● Task prompt: Exactly the lines from the one containing "query | distant mountain ridge" through the final line of the listing are to be retyped, and nothing more.

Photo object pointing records
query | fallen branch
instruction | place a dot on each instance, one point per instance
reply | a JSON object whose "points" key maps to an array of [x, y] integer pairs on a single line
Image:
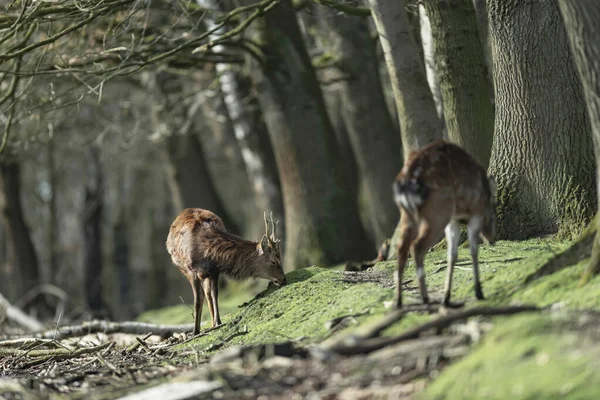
{"points": [[28, 341], [46, 355], [353, 345], [108, 327]]}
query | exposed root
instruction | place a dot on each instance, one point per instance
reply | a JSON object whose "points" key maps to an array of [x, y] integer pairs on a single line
{"points": [[354, 345], [107, 327], [578, 251]]}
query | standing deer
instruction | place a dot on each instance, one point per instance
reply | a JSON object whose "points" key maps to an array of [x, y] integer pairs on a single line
{"points": [[202, 249], [440, 187]]}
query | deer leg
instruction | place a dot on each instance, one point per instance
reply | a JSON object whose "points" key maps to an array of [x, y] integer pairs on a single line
{"points": [[429, 234], [473, 229], [198, 301], [206, 285], [452, 236], [406, 237], [214, 292]]}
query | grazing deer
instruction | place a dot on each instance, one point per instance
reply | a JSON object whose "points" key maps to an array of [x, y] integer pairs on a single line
{"points": [[440, 187], [202, 249]]}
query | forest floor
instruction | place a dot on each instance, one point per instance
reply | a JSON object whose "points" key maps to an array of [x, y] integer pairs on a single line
{"points": [[321, 336]]}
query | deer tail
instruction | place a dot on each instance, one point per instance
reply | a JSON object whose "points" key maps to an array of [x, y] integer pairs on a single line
{"points": [[410, 195]]}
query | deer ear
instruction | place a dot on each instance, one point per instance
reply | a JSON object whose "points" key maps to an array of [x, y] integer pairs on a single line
{"points": [[493, 185], [264, 241]]}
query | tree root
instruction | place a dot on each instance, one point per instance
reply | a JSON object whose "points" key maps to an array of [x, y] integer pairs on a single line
{"points": [[578, 251], [108, 327], [354, 345]]}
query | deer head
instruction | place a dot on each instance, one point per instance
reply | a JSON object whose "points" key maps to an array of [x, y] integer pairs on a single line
{"points": [[268, 250]]}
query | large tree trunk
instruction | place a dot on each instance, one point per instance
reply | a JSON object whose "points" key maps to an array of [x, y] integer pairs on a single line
{"points": [[419, 123], [189, 177], [264, 181], [322, 223], [193, 183], [225, 159], [542, 154], [92, 238], [429, 59], [16, 228], [461, 69], [581, 21], [375, 142]]}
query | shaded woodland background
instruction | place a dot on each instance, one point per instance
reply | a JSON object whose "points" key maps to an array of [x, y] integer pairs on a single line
{"points": [[117, 114]]}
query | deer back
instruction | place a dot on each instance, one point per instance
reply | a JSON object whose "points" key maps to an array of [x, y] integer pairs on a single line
{"points": [[442, 179]]}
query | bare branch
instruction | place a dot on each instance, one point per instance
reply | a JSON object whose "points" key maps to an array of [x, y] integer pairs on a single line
{"points": [[10, 95]]}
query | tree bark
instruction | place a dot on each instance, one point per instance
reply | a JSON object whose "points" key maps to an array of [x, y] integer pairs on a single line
{"points": [[542, 154], [581, 22], [225, 160], [16, 227], [484, 38], [92, 237], [322, 223], [374, 139], [122, 268], [461, 69], [264, 181], [429, 60], [419, 123], [190, 180]]}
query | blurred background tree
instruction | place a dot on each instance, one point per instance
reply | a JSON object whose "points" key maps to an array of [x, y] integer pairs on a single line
{"points": [[117, 114]]}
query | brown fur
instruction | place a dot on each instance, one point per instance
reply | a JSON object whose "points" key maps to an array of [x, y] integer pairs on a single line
{"points": [[202, 249], [439, 187]]}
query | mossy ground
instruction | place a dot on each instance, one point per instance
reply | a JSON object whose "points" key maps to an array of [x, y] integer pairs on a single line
{"points": [[522, 358]]}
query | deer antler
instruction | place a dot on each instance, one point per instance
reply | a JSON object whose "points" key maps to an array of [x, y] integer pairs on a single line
{"points": [[266, 224], [273, 237]]}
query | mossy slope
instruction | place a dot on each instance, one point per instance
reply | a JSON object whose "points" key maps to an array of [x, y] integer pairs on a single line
{"points": [[533, 356], [526, 357]]}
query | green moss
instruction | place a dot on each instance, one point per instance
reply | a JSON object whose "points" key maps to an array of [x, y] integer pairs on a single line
{"points": [[299, 310], [532, 356], [525, 357]]}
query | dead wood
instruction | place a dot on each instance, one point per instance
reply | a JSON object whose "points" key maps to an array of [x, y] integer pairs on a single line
{"points": [[355, 345], [108, 327]]}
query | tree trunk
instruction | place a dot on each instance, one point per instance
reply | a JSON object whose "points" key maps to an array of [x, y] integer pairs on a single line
{"points": [[122, 268], [542, 153], [225, 160], [53, 212], [484, 38], [429, 59], [581, 22], [263, 181], [16, 227], [461, 69], [375, 142], [322, 223], [419, 123], [188, 174], [192, 181], [92, 238]]}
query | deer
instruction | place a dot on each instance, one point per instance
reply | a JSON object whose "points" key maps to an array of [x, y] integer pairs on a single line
{"points": [[440, 187], [202, 250]]}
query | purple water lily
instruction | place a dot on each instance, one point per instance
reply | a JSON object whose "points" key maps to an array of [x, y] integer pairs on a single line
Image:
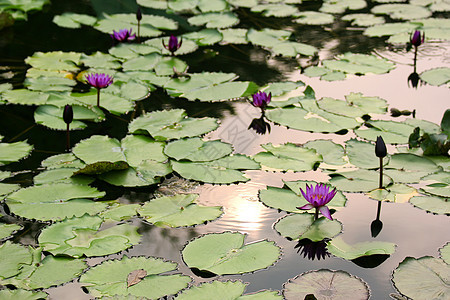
{"points": [[173, 44], [417, 38], [318, 197], [261, 99], [123, 35], [99, 81]]}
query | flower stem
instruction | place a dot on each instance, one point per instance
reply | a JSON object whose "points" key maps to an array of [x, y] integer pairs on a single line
{"points": [[98, 97]]}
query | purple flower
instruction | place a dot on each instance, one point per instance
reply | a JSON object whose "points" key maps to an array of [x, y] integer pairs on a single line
{"points": [[99, 80], [173, 45], [123, 35], [417, 38], [318, 197], [261, 99]]}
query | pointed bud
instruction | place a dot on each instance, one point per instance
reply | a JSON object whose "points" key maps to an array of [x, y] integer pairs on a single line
{"points": [[380, 147], [139, 14], [68, 114]]}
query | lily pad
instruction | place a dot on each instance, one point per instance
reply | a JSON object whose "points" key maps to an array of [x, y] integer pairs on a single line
{"points": [[302, 226], [422, 278], [324, 284], [436, 205], [12, 152], [178, 211], [109, 279], [81, 236], [225, 253], [171, 124], [232, 290], [311, 118], [338, 247], [437, 76], [55, 201], [358, 180], [288, 157]]}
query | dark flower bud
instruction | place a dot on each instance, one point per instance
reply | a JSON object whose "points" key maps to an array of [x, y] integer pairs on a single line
{"points": [[68, 114], [139, 14], [380, 147]]}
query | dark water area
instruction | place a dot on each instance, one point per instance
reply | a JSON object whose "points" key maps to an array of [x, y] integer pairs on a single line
{"points": [[415, 232]]}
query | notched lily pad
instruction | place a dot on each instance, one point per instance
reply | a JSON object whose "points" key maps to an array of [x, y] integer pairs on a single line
{"points": [[225, 253], [178, 211]]}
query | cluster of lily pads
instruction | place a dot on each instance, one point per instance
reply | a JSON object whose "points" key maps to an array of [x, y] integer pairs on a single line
{"points": [[79, 224]]}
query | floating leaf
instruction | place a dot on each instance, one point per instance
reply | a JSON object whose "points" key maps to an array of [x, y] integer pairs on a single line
{"points": [[437, 76], [225, 253], [432, 204], [81, 236], [288, 157], [178, 211], [326, 284], [214, 20], [171, 124], [358, 180], [7, 230], [55, 201], [232, 290], [12, 152], [310, 118], [109, 279], [338, 247], [135, 277], [314, 18], [422, 278], [303, 226]]}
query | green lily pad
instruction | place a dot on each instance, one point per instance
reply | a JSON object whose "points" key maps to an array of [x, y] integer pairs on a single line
{"points": [[7, 230], [109, 279], [232, 290], [12, 152], [311, 118], [302, 226], [326, 284], [445, 253], [355, 105], [314, 18], [437, 76], [55, 201], [22, 294], [56, 60], [52, 116], [364, 20], [332, 153], [171, 124], [30, 271], [399, 193], [338, 247], [358, 180], [81, 236], [73, 20], [195, 149], [214, 20], [178, 211], [422, 278], [436, 205], [402, 11], [391, 132], [355, 63], [288, 157], [275, 10], [225, 253], [289, 197]]}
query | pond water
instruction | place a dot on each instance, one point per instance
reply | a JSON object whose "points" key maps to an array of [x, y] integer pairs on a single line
{"points": [[414, 231]]}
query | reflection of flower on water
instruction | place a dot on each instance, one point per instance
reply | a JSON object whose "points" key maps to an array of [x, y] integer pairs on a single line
{"points": [[312, 250]]}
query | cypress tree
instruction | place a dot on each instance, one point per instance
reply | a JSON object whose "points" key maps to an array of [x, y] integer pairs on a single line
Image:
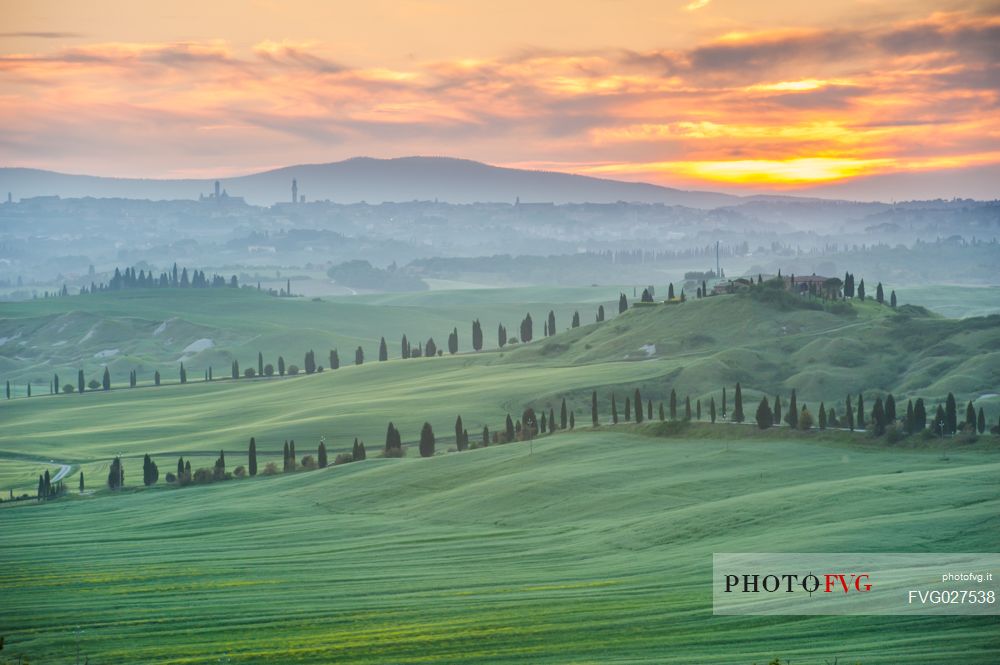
{"points": [[477, 336], [792, 417], [950, 415], [426, 440], [459, 434], [940, 421], [764, 415], [878, 417]]}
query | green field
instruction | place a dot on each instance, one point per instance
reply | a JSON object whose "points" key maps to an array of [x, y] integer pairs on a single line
{"points": [[591, 546]]}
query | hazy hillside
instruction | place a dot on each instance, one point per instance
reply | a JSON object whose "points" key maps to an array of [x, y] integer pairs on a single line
{"points": [[587, 547], [371, 180]]}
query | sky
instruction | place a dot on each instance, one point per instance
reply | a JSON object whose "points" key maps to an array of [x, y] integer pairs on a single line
{"points": [[853, 98]]}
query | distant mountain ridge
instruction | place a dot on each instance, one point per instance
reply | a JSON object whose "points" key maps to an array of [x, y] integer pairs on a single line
{"points": [[372, 180]]}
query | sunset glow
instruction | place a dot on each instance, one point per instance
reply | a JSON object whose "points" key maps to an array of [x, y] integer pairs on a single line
{"points": [[846, 92]]}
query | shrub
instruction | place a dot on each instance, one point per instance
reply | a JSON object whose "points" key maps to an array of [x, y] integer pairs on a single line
{"points": [[202, 476]]}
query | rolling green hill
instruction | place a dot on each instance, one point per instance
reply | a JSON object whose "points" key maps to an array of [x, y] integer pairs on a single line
{"points": [[695, 348], [590, 547], [150, 330]]}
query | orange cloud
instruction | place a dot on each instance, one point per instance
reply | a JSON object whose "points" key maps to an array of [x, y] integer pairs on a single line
{"points": [[787, 108]]}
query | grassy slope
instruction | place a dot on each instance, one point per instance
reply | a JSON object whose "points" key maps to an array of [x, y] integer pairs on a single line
{"points": [[64, 334], [595, 548], [700, 346]]}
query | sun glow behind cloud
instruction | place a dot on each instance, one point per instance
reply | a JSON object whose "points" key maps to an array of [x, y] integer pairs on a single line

● Complete response:
query | distant mountain ridge
instruction | place a dot on each instance, one point per instance
reply | a JSON object whose "points" key maps to an array of [x, y] integer pairs on a single line
{"points": [[372, 180]]}
query | sunset glow
instruction | place a dot on each instance, one point per instance
reply | a JSON object whose "points" key maps to an array of [x, y] integer pairs on a single line
{"points": [[846, 92]]}
query | shrub
instruction | place a dot on each instance, one point per instance
reply | a JSON object whose "points" key maps to an array of [x, y] integer pairs on a single line
{"points": [[202, 476]]}
query | rolling green hill
instruction | place a dot on each instance, one point per instance
reply | a JSON object whose "points" key maps to an array of [x, y] integer pairs on a single line
{"points": [[695, 348], [590, 547], [150, 330]]}
query | orange cloud
instruction | place a dot on each instance, one point per instance
reply | a JSON object whose "points" key maps to an array of [x, y] integer pairs on a single line
{"points": [[787, 108]]}
query | grassy slope
instruction | place a dot on each instance, one point per instance
reply | a JSON object whose "points" key maps to an array of [x, y] integer pairs on a single line
{"points": [[64, 334], [595, 548], [700, 346]]}
query | sun glow behind cloud
instruction | place a dot on each instance, one point per instance
reply | a JSON object whose "points" key maps to an array of [x, y] integer pairs on a single line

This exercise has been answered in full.